Shares awarded pursuant to a grant of Restricted Stock may be issued in the name of the Grantee and held, together with a stock power endorsed in blank, by the Committee or Company (or their delegates) or in trust or in escrow pursuant to an agreement satisfactory to the Committee, until such time as the restrictions on transfer have expired. All such terms and conditions shall be set forth in the particular Grantee’s Award Letter.
 
3.2   Restrictions
 
(a) Forfeiture of Restricted Stock.  Unless otherwise specified by the Committee in the Award Letter, the Restricted Stock that is subject to restrictions which are not satisfied shall be forfeited and all rights of the Grantee to such shares shall terminate. Restrictions shall be set forth in the particular Grantee’s Award Letter and may lapse upon the satisfaction of performance objectives.
 
(b) Removal of Restrictions.  The Committee, in its discretion, shall have the authority to remove any or all of the restrictions on the Restricted Stock if it determines that, by reason of a change in applicable law or another change in circumstance arising after the grant date of the Restricted Stock, such action is appropriate.
 
3.3   Delivery of Shares of Common Stock
 
Subject to withholding taxes under Section 6.2 and to the terms of the Award Letter, a stock certificate evidencing the shares of Restricted Stock with respect to which the restrictions in the Award Letter have been satisfied shall be delivered to the Grantee or other appropriate recipient free of restrictions. Such delivery shall be effected for all purposes when the Company shall have deposited such certificate in the United States mail, addressed to the Grantee or other appropriate recipient.

■ EXERCISE TASK ■
Resume the restricted stock plan provisions from the point at which they stop. The records that follow are drawn from a separate source and are unrelated to the excerpted passage.

■ DATA SUPPLIED ■
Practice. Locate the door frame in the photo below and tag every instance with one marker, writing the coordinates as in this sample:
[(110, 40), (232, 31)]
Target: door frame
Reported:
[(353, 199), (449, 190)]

■ OUTPUT BELOW ■
 
SECTION 4.  
 
OTHER STOCK-BASED AWARDS AND PERFORMANCE AWARDS
 
4.1   Grant of Other Stock-Based Awards
 
Other Stock-Based Awards may be awarded by the Committee to selected Grantees that are denominated or payable in, valued in whole or in part by reference to, or otherwise related to, shares of Common Stock, as deemed by the Committee to be consistent with the purposes of the Plan and the goals of the Company. Other Stock-Based Awards include, without limitation, SARs, purchase rights, shares of Common Stock awarded which are not subject to any restrictions or conditions, convertible or exchangeable debentures, other rights convertible into shares, Incentive Awards valued by reference to the value of securities of, or the performance of, the Company or a specified Subsidiary, division or department, and settlement in cancellation of rights of any person with a vested interest in any other plan, fund, program or arrangement that is or was sponsored, maintained or participated in by the Company or any Parent or Subsidiary. As is the case with other Incentive Awards, Other Stock-Based Awards may be awarded either alone or in addition to or in tandem with any other Incentive Awards.
 
4.2   Other Stock-Based Award Terms
 
(a) Award Letter.  The terms and conditions of each grant of an Other Stock-Based Award shall be evidenced by an Award Letter.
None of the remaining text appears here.